Exercise data Start Marker

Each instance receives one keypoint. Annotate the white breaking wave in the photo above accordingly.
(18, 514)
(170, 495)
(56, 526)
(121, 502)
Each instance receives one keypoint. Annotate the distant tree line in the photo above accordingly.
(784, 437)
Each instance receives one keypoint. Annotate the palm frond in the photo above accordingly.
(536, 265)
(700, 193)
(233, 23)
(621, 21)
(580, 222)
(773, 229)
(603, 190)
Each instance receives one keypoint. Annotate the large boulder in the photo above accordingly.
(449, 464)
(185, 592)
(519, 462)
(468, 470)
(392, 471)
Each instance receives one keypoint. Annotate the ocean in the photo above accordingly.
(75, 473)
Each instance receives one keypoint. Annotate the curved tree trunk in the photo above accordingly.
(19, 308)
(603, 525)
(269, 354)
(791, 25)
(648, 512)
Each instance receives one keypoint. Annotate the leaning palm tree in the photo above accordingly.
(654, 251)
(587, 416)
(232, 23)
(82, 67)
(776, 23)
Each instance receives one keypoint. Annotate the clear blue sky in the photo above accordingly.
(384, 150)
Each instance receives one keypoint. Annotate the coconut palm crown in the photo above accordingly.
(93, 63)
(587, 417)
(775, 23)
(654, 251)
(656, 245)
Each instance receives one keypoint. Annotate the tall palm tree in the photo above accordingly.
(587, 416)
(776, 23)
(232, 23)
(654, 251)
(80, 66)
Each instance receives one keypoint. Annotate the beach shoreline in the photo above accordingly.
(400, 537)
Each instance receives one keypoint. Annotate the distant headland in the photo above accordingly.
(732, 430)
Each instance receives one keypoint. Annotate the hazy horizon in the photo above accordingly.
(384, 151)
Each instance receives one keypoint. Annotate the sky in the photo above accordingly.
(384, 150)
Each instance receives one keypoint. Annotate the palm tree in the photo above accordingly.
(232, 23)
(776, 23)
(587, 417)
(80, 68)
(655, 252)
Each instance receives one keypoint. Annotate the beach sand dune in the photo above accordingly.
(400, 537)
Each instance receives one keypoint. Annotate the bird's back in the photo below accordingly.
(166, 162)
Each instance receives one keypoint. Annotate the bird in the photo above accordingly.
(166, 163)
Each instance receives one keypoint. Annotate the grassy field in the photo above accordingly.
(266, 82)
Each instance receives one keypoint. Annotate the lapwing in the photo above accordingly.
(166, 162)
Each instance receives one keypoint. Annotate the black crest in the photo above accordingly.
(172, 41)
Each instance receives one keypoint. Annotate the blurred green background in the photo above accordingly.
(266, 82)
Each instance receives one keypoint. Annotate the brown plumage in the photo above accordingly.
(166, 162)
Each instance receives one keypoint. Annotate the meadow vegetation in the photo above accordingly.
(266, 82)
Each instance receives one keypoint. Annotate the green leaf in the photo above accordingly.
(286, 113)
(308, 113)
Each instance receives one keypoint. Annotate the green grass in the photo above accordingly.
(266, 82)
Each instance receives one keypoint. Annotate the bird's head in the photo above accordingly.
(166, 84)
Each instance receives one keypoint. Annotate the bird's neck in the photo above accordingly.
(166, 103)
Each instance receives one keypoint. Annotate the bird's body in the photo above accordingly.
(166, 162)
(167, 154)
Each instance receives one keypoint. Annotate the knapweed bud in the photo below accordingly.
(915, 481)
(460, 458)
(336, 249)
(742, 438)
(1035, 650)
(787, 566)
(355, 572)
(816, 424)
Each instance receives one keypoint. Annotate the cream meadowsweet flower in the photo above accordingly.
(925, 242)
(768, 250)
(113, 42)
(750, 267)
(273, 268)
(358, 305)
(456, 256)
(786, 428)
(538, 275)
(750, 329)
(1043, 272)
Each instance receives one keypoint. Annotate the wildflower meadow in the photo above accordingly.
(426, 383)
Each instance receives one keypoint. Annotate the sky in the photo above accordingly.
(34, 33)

Exercise data End Marker

- [Work instructions] Each record above is to be returned verbatim.

- [Result for this task]
Each instance receives one keypoint. Annotate the white breaking wave in the photo above accordingly.
(18, 514)
(170, 495)
(56, 526)
(121, 502)
Each instance receives one keypoint. Annotate the distant tree line in the photo above accordingly.
(784, 437)
Each instance receives one keypoint. Annotate the palm frond in the photo above accordingly.
(536, 265)
(700, 193)
(233, 23)
(621, 21)
(580, 222)
(773, 229)
(603, 190)
Each instance receives one keypoint. Annotate the large boulder in the photo above accordingly.
(449, 464)
(185, 592)
(519, 462)
(468, 470)
(392, 471)
Each instance receives one keypoint. Annotate the ocean in the photo above accordingly.
(75, 473)
Each instance receives one keypoint. Annotate the curved tree trunk in the photo above accordingly.
(19, 308)
(603, 525)
(269, 354)
(791, 25)
(648, 512)
Each instance receives one keypoint. Annotate the leaning palm tree in the photo above accordingly.
(654, 251)
(587, 416)
(232, 23)
(82, 67)
(776, 23)
Each instance receives one keypoint. Annotate the clear blue sky in the photo above accordingly.
(384, 150)
Each instance receives one keypoint. Annotate the coconut palm crown in the photo above accordingly.
(93, 63)
(587, 417)
(775, 23)
(654, 251)
(656, 245)
Each instance receives one keypoint. Annotate the tall palm tree in the photo above accordingly.
(587, 416)
(776, 23)
(232, 23)
(654, 251)
(80, 66)
Each instance receives one keypoint. Annotate the beach shoreline in the photo above accordingly.
(400, 537)
Each instance receives one keypoint. Annotate the distant headland in the photo above accordingly.
(732, 430)
Each instance receives one keypoint. Annotate the hazy horizon in the photo above accordingly.
(384, 151)
Each instance receives one keypoint. Annotate the sky in the photo above accordingly.
(384, 150)
Each instance receives one keypoint. Annotate the palm tree in the photo above accordingly.
(232, 23)
(776, 23)
(587, 417)
(80, 68)
(655, 252)
Each instance receives one keypoint. Annotate the beach sand dune in the photo above accordingly.
(400, 537)
Each instance receives one keypoint. Annotate the bird's back in the photo below accordingly.
(166, 162)
Each instance receives one keypoint. Annotate the bird in the photo above accordingly.
(166, 163)
Each instance receives one keypoint. Annotate the grassy field in the photo above accordingly.
(266, 82)
Each instance receives one keypoint. Annotate the lapwing in the photo above accordingly.
(166, 162)
Each instance receives one keypoint. Annotate the black crest in the photo above accordingly.
(172, 41)
Each instance receives one keypoint. Annotate the blurred green background in the photo above accordingly.
(266, 82)
Each instance receives one keypoint. Annotate the brown plumage in the photo above accordingly.
(166, 162)
Each instance receives one keypoint. Annotate the meadow vegetation in the photo above accordingly.
(266, 82)
Each instance receives one keypoint. Annotate the green leaf in the photo above accordingly.
(286, 113)
(308, 113)
Each instance receives one keypoint. Annotate the green grass in the photo above accordingly.
(266, 82)
Each instance receives one keypoint. Annotate the bird's head in the photo above accordingly.
(166, 84)
Each instance receives one keypoint. Annotate the bird's neck in the photo above accordingly.
(166, 103)
Each instance receives one keypoint. Annotate the bird's body in the photo above accordingly.
(166, 162)
(167, 154)
Each instance receives one keypoint. Annotate the knapweed bud in the photo below accordingly.
(915, 481)
(460, 458)
(336, 249)
(742, 438)
(1035, 650)
(787, 566)
(355, 572)
(816, 424)
Each instance receives one keypoint. Annotate the cream meadowsweet flower in the photo above accordingly.
(925, 242)
(768, 250)
(113, 42)
(750, 267)
(273, 268)
(358, 305)
(456, 256)
(786, 428)
(538, 275)
(750, 329)
(1043, 272)
Each instance receives one keypoint. Annotate the wildflower meadow in the photo above accordingly.
(426, 383)
Each instance receives one keypoint. Annotate the sky in the photo above accordingly.
(34, 33)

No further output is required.